En 1962, lors de l’indépendance, 250 000 hommes algériens qui avaient été enrôlés soit dans l’armée régulière, soit dans des troupes supplétives, les harkas, soit comme petits notables de l’administration française se retrouvent abandonnés. Engagés parfois par choix, mais le plus souvent à la suite des hasards et des retournements d’une sale guerre coloniale, ces hommes et leurs familles, soit plus d’un million de personnes, se retrouvaient piégés. En les abandonnant sur place avec le plus grand cynisme, le pouvoir de De Gaulle les livrait à des massacres prévisibles.
Moins de 90 000 ont réussi à fuir. En France, les familles de harkis ont été enfermées jusqu’au début des années 1970 dans des camps infâmes, comme ceux de Rivesaltes dans les Pyrénées-Orientales ou de Bias dans le Lot-et-Garonne, ou encore parqués dans des « hameaux de forestage », privés de liberté, soumis au couvre-feu. Il a fallu la révolte d’enfants de harkis, en 1974, pour fermer les derniers camps. Le pardon demandé aux harkis n’est pas volé !
Les regrets pour la politique coloniale de la France sont toujours soigneusement mesurés. Ce pardon, Macron n’a pas daigné le demander pour les nombreux crimes commis par les gouvernements français au cours des 130 années de colonisation de l’Algérie et pendant la guerre d’indépendance, entre 1954 et 1962. Il en a tout au plus reconnu quelques-uns, comme la mort, sous la torture des parachutistes français, du communiste Maurice Audin. Il n’a pas demandé pardon aux familles des centaines d’Algériens, sympathisants du FLN, assassinés en plein Paris par la police française le 17 octobre 1961. Ni Macron ni aucun président n’a jamais demandé pardon aux centaines de milliers de jeunes appelés du contingent, ceux qui ont eu vingt ans dans les Aurès, envoyés risquer leur vie dans une guerre sans nom, d’où beaucoup sont rentrés marqués à vie et atteints par le poison du racisme.
Autant dire que le pardon de Macron est sélectif, pesé au trébuchet à quelques mois de la présidentielle, pour tenter de gagner quelques voix. Les descendants des harkis représentent aujourd’hui 500 000 électeurs. Depuis longtemps, leur cause et la tragédie qu’ils ont vécue sont instrumentalisées par une partie de la droite et par l’extrême droite. Le sort des harkis sert encore de caisse de résonance à tous ceux qui n’ont jamais digéré l’indépendance de l’Algérie. Parmi eux, on trouve une fraction des pieds-noirs, les colons européens installés en Algérie, qui ont dû fuir le pays en perdant tout ou presque. Cela fait des électeurs potentiels.
En prétendant éteindre les plaies du passé, Macron réussira peut-être un coup politique. Mais le cynisme et la brutalité de l’impérialisme français ne sont pas seulement du passé. Des femmes et des hommes qui, par nécessité ou par choix, ont lié leur sort à celui des Occidentaux, dont la France, se voient régulièrement abandonnés après usage, comme on l’a encore vu récemment à Kaboul.

Consigne 1 -> Reproduisez fidèlement le passage du texte sur les harkis situé entre « Autant dire que » et « des électeurs potentiels. », ces deux bornes incluses.
Consigne 2 -> Recopiez mot pour mot, s'il vous plaît, l'ensemble des enregistrements ci-dessous, en laissant les images de côté.
Le texte sur les harkis n'a aucun rapport avec les enregistrements.

Liste des enregistrements ->
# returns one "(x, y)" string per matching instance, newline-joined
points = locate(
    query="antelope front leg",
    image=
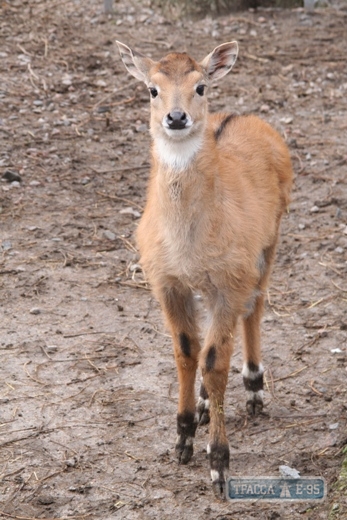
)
(215, 362)
(178, 305)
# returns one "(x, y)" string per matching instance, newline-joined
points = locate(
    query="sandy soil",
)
(88, 384)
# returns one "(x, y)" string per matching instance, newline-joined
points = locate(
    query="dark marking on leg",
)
(185, 344)
(219, 462)
(211, 358)
(223, 124)
(253, 367)
(186, 428)
(203, 408)
(254, 384)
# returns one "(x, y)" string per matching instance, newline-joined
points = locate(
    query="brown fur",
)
(211, 227)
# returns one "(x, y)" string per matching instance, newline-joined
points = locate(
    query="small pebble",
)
(11, 176)
(135, 268)
(35, 310)
(333, 426)
(109, 235)
(6, 245)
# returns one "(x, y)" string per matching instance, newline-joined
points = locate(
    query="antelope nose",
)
(176, 120)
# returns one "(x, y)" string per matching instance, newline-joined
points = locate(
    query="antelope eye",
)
(153, 92)
(200, 89)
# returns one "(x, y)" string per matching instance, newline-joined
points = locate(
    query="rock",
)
(35, 310)
(11, 176)
(109, 235)
(288, 472)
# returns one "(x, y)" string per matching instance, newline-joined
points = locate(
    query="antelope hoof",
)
(219, 486)
(254, 406)
(184, 449)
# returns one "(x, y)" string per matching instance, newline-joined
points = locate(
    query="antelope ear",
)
(135, 63)
(221, 60)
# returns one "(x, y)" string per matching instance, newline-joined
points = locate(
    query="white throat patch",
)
(177, 155)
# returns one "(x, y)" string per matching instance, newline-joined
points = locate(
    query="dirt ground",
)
(88, 382)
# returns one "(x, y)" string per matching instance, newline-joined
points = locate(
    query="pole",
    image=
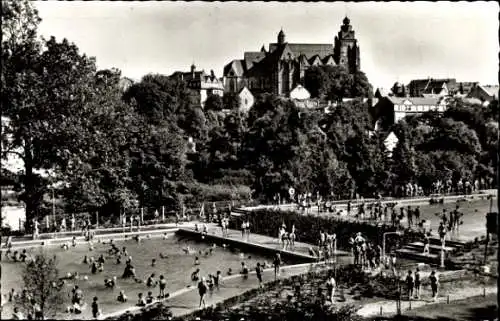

Réponse complète 1 ->
Autant dire que le pardon de Macron est sélectif, pesé au trébuchet à quelques mois de la présidentielle, pour tenter de gagner quelques voix. Les descendants des harkis représentent aujourd’hui 500 000 électeurs. Depuis longtemps, leur cause et la tragédie qu’ils ont vécue sont instrumentalisées par une partie de la droite et par l’extrême droite. Le sort des harkis sert encore de caisse de résonance à tous ceux qui n’ont jamais digéré l’indépendance de l’Algérie. Parmi eux, on trouve une fraction des pieds-noirs, les colons européens installés en Algérie, qui ont dû fuir le pays en perdant tout ou presque. Cela fait des électeurs potentiels.

Réponse complète 2 ->
# returns one "(x, y)" string per matching instance, newline-joined
points = locate(
    query="antelope front leg",
    image=
)
(215, 362)
(178, 305)
# returns one "(x, y)" string per matching instance, newline-joined
points = locate(
    query="sandy soil",
)
(88, 384)
# returns one "(x, y)" string per matching instance, newline-joined
points = locate(
    query="dark marking on leg",
)
(185, 344)
(219, 462)
(211, 358)
(223, 124)
(253, 367)
(186, 428)
(203, 408)
(254, 384)
# returns one "(x, y)" string per matching instance, newline-joined
points = locate(
    query="brown fur",
)
(211, 227)
# returns one "(x, y)" string per matching instance, newline-joined
points = locate(
    query="small pebble",
)
(11, 176)
(135, 268)
(35, 310)
(333, 426)
(109, 235)
(6, 245)
# returns one "(x, y)" string per matching instance, newline-joined
points = locate(
    query="antelope nose",
)
(176, 120)
# returns one "(x, y)" string per matching instance, newline-joined
points = locate(
    query="antelope eye",
)
(153, 92)
(200, 89)
# returns one "(x, y)" string per matching instance, newline-joined
points = locate(
    query="rock",
)
(35, 310)
(11, 176)
(109, 235)
(288, 472)
# returns one "(x, y)" string per matching instance, newline-joined
points = locate(
    query="antelope hoof",
)
(219, 486)
(254, 406)
(184, 449)
# returns one "(x, y)" string per matching instance, newline-joined
points = locate(
    query="antelope ear",
)
(135, 63)
(221, 60)
# returns one "(x, y)" string per matching instance, newline-joined
points = locate(
    query="white throat patch",
)
(177, 155)
# returns one "(x, y)" string per matching instance, newline-joined
points = locate(
    query="dirt ground",
)
(88, 382)
# returns one "(x, y)" string per matching instance, newline-joined
points = locate(
    query="pole",
    image=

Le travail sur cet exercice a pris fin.